--- Requirement 1 ---
Convert the point-labeling rows below into a two-column CSV with the header columns request and answer. Give one line per row, put each value in a quoted field with its line breaks replaced by spaces, and leave out the pictures.

Much of the public discussion on Russia’s disinformation operations in the U.S. has focused on their impact on the 2016 election and how they might affect elections in the future.  But the damage that Russia seeks to inflict through its disinformation campaign isn’t limited to electoral contests. Rather, its long-term strategy has been to erode faith in the primary pillars upon which our democracy is based – including the rule of law and the institutions that support it. So far, Russia’s efforts are yielding fruit, and technological and legislative fixes alone will be insufficient to counter them. Defending against Russian disinformation in the long term will require a strategy to fortify America’s social fabric with an understanding of shared civic values that can serve as a prophylactic against Russia’s future attacks.

I: Russian Dezinformatsiya

Although Russia utilized relatively recent technology like social media platforms in its assault on the 2016 election, its overarching tactics and goals were not new.

--- Recorded data ---
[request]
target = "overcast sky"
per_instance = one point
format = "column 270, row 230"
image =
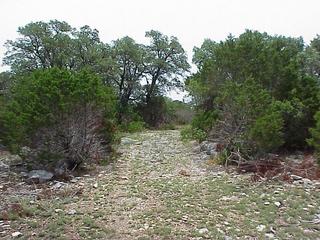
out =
column 190, row 20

--- Requirement 2 ---
Extend the passage on Russian disinformation beyond its last sentence.

--- Response 1 ---
request,answer
"[request] target = ""overcast sky"" per_instance = one point format = ""column 270, row 230"" image = out =","column 190, row 20"

--- Response 2 ---
“Active measures” – as the full panoply of Russia’s subversive measures, including disinformation and propaganda, are known – were a central component of the KGB’s intelligence operations in the U.S. during the Cold War. Yuri Bezmenov, a KGB officer who defected to the United States, explained in 1984 that the central focus of the KGB’s active measures were to “subvert anything of value in [its] enemy’s country,” and to do so by pitting groups against each other and creating internal chaos within the enemy state.

In the United States, of course, a central value established by the Constitution is the rule of law. Professor Tom Tyler of Yale Law School defines the rule of law as a belief in the legitimacy, fairness, and impartiality of a legal process, regardless of its outcome. The idea that any individual can have their voice heard, and be treated as an equal in a court of law, is a building block of a democratic society: Courts are the guardians of individual rights, and having faith in their legitimacy is a necessary prerequisite for having faith in fundamental democratic ideals like equality, due process, and freedom. Not surprisingly, Bezmenov notes that fostering mistrust in the justice system was one of the primary objectives for the KGB’s active measures, since undermining the legitimacy of courts and law enforcement would ultimately undermine Americans’ belief in the rights they protect.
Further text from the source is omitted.